What you are asked to do: Restate all of the data exactly.
***** Supplied records *****
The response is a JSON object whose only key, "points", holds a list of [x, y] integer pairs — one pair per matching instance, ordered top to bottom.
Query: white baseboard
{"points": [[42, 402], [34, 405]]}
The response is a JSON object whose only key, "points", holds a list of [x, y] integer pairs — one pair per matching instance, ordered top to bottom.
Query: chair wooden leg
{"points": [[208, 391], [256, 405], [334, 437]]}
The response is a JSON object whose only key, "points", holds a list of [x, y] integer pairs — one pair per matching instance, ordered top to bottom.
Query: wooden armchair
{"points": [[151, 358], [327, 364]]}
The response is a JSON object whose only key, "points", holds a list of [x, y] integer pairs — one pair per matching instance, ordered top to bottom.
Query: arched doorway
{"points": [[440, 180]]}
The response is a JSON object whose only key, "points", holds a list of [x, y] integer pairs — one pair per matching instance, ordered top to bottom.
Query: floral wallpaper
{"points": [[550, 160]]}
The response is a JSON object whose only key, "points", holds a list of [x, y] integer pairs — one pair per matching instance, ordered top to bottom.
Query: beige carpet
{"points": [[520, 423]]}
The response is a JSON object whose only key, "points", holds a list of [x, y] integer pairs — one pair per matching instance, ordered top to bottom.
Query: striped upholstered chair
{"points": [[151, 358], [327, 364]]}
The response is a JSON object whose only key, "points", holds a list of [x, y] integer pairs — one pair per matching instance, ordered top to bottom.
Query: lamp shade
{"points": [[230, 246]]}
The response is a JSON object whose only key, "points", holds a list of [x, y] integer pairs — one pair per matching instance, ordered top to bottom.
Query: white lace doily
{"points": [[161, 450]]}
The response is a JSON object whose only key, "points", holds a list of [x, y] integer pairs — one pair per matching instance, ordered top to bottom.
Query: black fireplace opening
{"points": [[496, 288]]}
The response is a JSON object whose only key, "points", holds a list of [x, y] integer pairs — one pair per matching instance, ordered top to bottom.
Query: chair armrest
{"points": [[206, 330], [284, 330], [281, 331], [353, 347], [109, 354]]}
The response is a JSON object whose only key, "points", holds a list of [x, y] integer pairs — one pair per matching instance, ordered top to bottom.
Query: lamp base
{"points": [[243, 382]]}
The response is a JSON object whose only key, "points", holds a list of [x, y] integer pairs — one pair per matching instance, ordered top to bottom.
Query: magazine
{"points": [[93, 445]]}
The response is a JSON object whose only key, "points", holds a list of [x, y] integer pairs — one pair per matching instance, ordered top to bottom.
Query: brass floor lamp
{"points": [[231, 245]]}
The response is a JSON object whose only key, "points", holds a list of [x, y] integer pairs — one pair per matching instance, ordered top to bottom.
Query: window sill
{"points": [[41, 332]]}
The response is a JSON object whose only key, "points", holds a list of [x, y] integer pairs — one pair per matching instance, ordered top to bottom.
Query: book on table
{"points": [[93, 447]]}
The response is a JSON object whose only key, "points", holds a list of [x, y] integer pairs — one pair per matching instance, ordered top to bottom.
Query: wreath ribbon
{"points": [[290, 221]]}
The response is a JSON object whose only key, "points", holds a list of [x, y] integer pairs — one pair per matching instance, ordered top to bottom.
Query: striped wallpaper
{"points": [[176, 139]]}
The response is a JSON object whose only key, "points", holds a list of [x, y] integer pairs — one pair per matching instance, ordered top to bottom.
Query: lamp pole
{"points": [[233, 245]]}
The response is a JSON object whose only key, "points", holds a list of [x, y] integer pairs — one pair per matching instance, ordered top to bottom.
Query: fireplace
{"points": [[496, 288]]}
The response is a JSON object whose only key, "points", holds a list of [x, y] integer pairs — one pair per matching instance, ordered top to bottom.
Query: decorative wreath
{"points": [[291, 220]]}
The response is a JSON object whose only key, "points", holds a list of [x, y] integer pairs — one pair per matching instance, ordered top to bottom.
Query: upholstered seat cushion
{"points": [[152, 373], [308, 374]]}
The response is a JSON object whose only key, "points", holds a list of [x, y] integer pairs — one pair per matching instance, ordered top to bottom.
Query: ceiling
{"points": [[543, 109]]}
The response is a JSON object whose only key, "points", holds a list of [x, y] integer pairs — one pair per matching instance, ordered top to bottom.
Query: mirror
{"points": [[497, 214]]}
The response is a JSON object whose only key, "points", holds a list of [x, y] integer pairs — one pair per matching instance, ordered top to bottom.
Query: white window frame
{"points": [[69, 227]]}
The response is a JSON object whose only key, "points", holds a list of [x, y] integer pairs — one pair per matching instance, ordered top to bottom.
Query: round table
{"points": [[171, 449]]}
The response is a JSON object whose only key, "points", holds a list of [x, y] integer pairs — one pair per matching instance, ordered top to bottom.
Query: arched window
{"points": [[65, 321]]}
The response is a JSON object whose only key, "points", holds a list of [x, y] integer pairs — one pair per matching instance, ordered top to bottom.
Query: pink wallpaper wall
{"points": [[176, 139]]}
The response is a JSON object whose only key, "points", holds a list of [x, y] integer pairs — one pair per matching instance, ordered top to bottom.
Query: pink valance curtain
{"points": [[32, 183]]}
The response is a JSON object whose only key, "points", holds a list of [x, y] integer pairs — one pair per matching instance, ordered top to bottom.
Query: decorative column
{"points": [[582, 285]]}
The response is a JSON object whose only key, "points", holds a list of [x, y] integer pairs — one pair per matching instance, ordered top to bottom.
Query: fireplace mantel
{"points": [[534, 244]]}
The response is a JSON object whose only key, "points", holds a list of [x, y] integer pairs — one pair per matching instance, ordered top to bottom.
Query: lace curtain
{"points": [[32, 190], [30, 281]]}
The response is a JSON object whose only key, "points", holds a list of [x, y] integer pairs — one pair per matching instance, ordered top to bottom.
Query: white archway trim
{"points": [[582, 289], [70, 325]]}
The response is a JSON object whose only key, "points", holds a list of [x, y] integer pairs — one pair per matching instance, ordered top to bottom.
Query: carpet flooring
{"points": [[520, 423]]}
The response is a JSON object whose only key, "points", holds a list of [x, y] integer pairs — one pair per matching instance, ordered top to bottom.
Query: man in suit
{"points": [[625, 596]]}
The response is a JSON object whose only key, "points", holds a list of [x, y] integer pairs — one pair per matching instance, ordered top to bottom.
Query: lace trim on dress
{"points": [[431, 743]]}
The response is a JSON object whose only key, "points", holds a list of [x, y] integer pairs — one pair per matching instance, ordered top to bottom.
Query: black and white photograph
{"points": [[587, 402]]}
*****
Response for this exercise:
The response is a JSON object whose only key, "points", holds a list of [x, y] integer pairs — one pair per matching instance, ordered top to bottom.
Query: white baseboard
{"points": [[42, 402], [34, 405]]}
The response is a JSON object whose only key, "points", holds a list of [x, y] integer pairs — one pair per matching instance, ordered top to bottom.
Query: chair wooden leg
{"points": [[208, 391], [256, 405], [334, 437]]}
The response is a JSON object whose only key, "points", holds a list of [x, y] integer pairs — one pair per matching instance, ordered top to bottom.
Query: wooden armchair
{"points": [[151, 358], [327, 364]]}
The response is a JSON object whose only key, "points", holds a list of [x, y] integer pairs — one pair per matching instance, ordered top to bottom.
Query: arched doorway
{"points": [[440, 180]]}
The response is a JSON object whose only key, "points", holds a list of [x, y] integer pairs — one pair per matching instance, ordered top to bottom.
Query: floral wallpaper
{"points": [[550, 160]]}
The response is a JSON object whose only key, "points", holds a list of [x, y] integer pairs — one pair per matching instance, ordered top to bottom.
Query: beige carpet
{"points": [[520, 423]]}
The response is a JSON object whose only key, "points", holds a list of [x, y] integer pairs — one pair per matching instance, ordered top to bottom.
Query: striped upholstered chair
{"points": [[151, 358], [327, 364]]}
The response is a JSON object whose only key, "points", holds a list of [x, y] integer pairs — one pair per matching instance, ordered top to bottom.
Query: lamp shade
{"points": [[230, 246]]}
The response is a JSON object whose only key, "points", holds a list of [x, y] integer pairs — one pair per matching instance, ordered top to bottom.
Query: white lace doily
{"points": [[161, 450]]}
The response is a JSON object whose only key, "points", holds a list of [x, y] integer pairs — one pair per matching instance, ordered top to bottom.
Query: black fireplace opening
{"points": [[496, 288]]}
The response is a JSON object whose only key, "points", holds a list of [x, y] integer pairs — one pair per matching instance, ordered top to bottom.
Query: chair armrest
{"points": [[206, 330], [284, 330], [281, 331], [353, 347], [109, 354]]}
The response is a JSON object whose only key, "points", holds a list of [x, y] integer pairs — one pair per matching instance, ordered top to bottom.
Query: lamp base
{"points": [[243, 382]]}
The response is a JSON object whose only key, "points", holds a list of [x, y] integer pairs — one pair per matching instance, ordered top to bottom.
Query: magazine
{"points": [[93, 445]]}
The response is a JSON object whose only key, "points", holds a list of [x, y] integer pairs — one pair per matching instance, ordered top to bottom.
Query: brass floor lamp
{"points": [[231, 245]]}
The response is a JSON object whose only key, "points", holds a list of [x, y] integer pairs — one pair per matching instance, ordered top to bottom.
Query: window sill
{"points": [[41, 332]]}
The response is a JSON object whose only key, "points", holds a list of [x, y] integer pairs — one pair per matching instance, ordered top to bottom.
Query: book on table
{"points": [[93, 447]]}
The response is a JSON object whose only key, "points", holds a list of [x, y] integer pairs — one pair per matching instance, ordered top to bottom.
Query: wreath ribbon
{"points": [[290, 221]]}
The response is a JSON object whose only key, "points", holds a list of [x, y] integer pairs — one pair per matching instance, ordered top to bottom.
Query: striped wallpaper
{"points": [[176, 139]]}
The response is a JSON object whose only key, "points", holds a list of [x, y] integer pairs — one pair per matching instance, ordered top to bottom.
Query: lamp pole
{"points": [[233, 245]]}
The response is a JSON object whose only key, "points", holds a list of [x, y] integer pairs — one pair per matching instance, ordered top to bottom.
Query: fireplace
{"points": [[496, 288]]}
The response is a JSON object whose only key, "points", holds a list of [x, y] integer pairs — one pair per matching instance, ordered top to bottom.
Query: decorative wreath
{"points": [[291, 220]]}
The response is a JSON object whose only key, "points", holds a list of [x, y] integer pairs — one pair per matching instance, ordered top to bottom.
Query: upholstered seat cushion
{"points": [[152, 373], [308, 374]]}
The response is a JSON object whose only key, "points", holds a list of [x, y] integer pairs — one pair per matching instance, ordered top to bottom.
Query: ceiling
{"points": [[543, 109]]}
The response is a JSON object whose only key, "points", holds a list of [x, y] integer pairs — one pair per matching instance, ordered top to bottom.
Query: mirror
{"points": [[497, 214]]}
The response is a JSON object whose only key, "points", holds a list of [x, y] integer pairs — one pair per matching instance, ordered top to bottom.
Query: white window frame
{"points": [[69, 227]]}
The response is a JSON object whose only key, "points", holds a list of [x, y] integer pairs — one pair per matching instance, ordered top to bottom.
Query: round table
{"points": [[171, 449]]}
The response is a JSON object whose only key, "points", holds a list of [x, y] integer pairs — one pair per matching instance, ordered top to bottom.
Query: arched window
{"points": [[65, 321]]}
The response is a JSON object whose only key, "points", holds a list of [x, y] integer pairs — one pair per matching instance, ordered top to bottom.
Query: pink wallpaper wall
{"points": [[176, 139]]}
The response is a JSON object whose only key, "points", holds a list of [x, y] integer pairs — one pair per matching instance, ordered top to bottom.
Query: pink valance curtain
{"points": [[32, 183]]}
The response is a JSON object whose only key, "points", holds a list of [x, y] integer pairs — one pair per matching instance, ordered top to bottom.
Query: decorative column
{"points": [[582, 285]]}
The response is a JSON object whose only key, "points", holds a list of [x, y] integer pairs — one pair per matching instance, ordered top to bottom.
Query: fireplace mantel
{"points": [[534, 244]]}
The response is a JSON object whose only key, "points", holds a list of [x, y] integer pairs — one pair per matching instance, ordered top to bottom.
Query: lace curtain
{"points": [[32, 190], [30, 281]]}
The response is a JSON object whose only key, "points", holds a list of [x, y] integer pairs — one pair per matching instance, ordered top to bottom.
Query: white archway trim
{"points": [[582, 289], [70, 325]]}
The response is a JSON object whose only key, "points", holds a list of [x, y] integer pairs — one pair per matching instance, ordered top to bottom.
Query: carpet flooring
{"points": [[520, 423]]}
The response is a JSON object whose only key, "points", holds a list of [x, y] integer pairs — one pair per matching instance, ordered top to bottom.
Query: man in suit
{"points": [[625, 596]]}
The response is a JSON object whose only key, "points", holds a list of [x, y] integer pairs — one pair per matching instance, ordered top to bottom.
Query: lace trim on dress
{"points": [[431, 743]]}
The response is a JSON object whose only key, "points", holds a list of [x, y] integer pairs — one pair per matching instance, ordered top to bottom.
Query: black and white photograph
{"points": [[587, 402]]}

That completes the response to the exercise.